→ **Exercise description**
Count the lines in the records below that contain the word "helmet". Give only the number.

→ **Provided material**
▬▬▬
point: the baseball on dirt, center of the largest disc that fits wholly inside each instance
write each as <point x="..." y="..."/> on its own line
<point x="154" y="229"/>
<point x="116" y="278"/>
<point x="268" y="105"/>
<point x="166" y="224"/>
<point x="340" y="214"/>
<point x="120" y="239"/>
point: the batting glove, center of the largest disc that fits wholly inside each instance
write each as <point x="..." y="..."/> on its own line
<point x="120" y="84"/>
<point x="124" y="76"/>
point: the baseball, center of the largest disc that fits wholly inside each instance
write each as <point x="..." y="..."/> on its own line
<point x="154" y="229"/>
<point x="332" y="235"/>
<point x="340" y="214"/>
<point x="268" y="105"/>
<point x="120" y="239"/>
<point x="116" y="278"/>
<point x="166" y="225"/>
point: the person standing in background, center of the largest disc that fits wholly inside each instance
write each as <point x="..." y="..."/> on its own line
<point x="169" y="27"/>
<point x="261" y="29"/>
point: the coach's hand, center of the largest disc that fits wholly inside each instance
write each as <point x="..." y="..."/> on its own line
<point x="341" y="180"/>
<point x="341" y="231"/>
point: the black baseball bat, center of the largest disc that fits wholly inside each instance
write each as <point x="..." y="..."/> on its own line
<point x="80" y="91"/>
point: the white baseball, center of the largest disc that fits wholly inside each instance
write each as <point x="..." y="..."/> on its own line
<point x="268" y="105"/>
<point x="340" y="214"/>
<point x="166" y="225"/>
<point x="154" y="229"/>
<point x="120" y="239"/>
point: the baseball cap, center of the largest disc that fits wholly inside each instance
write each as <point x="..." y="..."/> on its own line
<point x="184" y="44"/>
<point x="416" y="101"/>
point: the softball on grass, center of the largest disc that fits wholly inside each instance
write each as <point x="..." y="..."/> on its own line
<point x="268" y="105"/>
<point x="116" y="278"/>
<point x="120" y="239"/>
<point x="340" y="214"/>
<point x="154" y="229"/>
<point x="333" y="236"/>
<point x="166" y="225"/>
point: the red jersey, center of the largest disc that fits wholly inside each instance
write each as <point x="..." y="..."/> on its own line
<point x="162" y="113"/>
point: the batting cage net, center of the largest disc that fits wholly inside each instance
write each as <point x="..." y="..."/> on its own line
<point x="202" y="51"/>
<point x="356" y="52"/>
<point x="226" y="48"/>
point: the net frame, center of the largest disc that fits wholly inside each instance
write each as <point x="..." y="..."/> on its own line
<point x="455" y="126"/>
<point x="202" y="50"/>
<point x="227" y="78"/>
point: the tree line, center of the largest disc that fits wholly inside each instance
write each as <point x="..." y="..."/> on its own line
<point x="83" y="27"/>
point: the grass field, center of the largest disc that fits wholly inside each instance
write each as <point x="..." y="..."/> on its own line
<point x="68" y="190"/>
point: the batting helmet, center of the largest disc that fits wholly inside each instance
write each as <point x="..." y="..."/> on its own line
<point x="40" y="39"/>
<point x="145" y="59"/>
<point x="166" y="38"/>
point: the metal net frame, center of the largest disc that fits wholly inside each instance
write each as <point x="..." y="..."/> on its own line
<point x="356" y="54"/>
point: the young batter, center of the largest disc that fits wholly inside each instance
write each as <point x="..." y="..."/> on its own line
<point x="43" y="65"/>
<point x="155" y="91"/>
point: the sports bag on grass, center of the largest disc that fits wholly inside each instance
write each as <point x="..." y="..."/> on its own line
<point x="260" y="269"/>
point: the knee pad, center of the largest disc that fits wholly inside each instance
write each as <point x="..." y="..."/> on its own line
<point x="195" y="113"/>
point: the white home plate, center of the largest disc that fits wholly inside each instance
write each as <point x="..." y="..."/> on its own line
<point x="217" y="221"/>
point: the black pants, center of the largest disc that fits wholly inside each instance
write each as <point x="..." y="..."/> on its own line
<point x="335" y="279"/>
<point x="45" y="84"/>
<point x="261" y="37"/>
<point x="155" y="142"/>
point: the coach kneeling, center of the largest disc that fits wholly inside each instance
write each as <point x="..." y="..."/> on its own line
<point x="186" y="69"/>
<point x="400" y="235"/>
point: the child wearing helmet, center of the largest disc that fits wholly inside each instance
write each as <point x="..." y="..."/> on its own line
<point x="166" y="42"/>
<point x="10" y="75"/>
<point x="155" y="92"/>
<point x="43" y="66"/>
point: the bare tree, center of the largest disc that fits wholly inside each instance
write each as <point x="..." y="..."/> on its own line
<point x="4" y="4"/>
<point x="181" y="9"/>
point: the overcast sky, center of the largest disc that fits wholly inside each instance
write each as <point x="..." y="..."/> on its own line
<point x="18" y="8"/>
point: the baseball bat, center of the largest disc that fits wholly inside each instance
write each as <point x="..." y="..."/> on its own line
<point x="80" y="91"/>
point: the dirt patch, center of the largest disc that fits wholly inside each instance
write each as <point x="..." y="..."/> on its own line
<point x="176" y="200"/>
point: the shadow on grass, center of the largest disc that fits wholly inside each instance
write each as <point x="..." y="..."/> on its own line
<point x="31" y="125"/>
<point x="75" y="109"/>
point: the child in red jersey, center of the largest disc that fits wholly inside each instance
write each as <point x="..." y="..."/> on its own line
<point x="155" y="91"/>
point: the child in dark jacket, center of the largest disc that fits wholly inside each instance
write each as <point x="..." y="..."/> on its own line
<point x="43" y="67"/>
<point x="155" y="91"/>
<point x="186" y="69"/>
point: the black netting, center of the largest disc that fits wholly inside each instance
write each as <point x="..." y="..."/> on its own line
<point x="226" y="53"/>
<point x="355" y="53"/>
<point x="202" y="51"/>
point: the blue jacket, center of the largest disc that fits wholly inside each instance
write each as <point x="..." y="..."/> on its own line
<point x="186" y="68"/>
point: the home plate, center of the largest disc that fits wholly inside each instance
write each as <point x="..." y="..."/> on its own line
▬▬▬
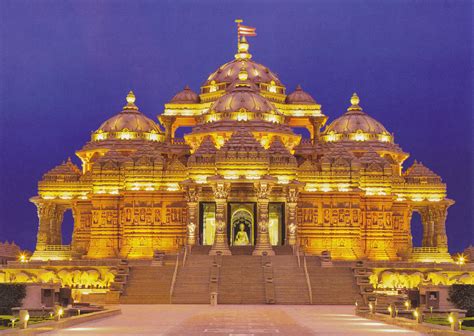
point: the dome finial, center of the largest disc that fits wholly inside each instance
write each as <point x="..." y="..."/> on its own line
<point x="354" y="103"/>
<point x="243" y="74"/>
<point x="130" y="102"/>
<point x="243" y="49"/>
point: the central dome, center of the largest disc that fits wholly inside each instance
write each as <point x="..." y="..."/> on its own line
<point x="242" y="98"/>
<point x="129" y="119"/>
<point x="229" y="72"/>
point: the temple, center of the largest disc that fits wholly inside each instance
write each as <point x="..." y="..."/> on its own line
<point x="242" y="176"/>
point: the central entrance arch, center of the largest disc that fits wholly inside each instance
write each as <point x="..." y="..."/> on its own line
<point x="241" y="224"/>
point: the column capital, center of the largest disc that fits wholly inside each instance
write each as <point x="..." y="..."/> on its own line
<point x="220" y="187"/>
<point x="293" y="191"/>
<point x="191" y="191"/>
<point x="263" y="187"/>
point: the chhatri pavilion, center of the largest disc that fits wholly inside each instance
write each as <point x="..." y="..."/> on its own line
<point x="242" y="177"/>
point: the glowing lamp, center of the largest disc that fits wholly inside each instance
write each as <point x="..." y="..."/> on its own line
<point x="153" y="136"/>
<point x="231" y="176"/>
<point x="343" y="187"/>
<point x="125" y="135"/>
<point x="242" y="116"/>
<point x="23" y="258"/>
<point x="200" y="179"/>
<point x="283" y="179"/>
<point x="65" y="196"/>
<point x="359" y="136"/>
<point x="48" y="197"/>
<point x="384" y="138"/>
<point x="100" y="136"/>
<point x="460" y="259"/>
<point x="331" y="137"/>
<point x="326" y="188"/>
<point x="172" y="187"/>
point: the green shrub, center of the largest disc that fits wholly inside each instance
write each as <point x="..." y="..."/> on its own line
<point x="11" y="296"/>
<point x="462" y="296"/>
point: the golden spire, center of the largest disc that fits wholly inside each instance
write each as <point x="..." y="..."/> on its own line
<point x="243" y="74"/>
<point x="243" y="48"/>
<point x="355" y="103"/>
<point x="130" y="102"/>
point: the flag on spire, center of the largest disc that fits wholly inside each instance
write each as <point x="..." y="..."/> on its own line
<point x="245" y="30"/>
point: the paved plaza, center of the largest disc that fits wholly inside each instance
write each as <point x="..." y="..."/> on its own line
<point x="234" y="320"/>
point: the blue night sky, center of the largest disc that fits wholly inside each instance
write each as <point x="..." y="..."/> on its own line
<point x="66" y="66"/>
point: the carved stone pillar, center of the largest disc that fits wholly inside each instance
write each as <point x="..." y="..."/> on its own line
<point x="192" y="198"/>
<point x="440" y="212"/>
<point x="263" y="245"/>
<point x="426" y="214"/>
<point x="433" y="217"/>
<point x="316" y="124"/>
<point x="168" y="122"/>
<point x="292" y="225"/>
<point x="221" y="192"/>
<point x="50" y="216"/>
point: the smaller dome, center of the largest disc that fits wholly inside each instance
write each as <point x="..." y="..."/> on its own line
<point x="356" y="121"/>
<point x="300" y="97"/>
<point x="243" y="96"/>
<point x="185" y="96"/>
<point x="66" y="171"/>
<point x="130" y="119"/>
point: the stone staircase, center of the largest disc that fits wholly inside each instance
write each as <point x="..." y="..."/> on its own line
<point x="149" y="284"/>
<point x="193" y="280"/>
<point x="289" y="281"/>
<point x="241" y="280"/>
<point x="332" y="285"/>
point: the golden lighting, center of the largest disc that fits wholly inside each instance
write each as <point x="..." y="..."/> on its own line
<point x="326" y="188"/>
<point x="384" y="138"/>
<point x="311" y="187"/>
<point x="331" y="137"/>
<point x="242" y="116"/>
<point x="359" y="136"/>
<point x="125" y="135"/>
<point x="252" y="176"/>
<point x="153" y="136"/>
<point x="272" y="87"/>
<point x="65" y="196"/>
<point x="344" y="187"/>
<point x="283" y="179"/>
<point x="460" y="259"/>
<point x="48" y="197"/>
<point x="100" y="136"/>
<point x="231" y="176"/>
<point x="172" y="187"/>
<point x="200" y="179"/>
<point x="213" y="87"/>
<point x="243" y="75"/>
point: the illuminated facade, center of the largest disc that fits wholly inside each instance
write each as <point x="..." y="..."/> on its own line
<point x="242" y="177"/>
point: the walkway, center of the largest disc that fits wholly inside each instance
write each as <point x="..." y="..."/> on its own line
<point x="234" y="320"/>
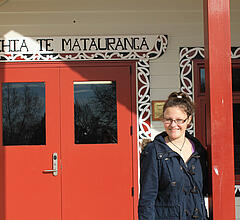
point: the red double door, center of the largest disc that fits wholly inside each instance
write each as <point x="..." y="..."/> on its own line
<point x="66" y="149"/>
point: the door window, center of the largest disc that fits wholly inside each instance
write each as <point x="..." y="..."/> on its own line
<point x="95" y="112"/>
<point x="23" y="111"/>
▬▬▬
→ **Expected answer**
2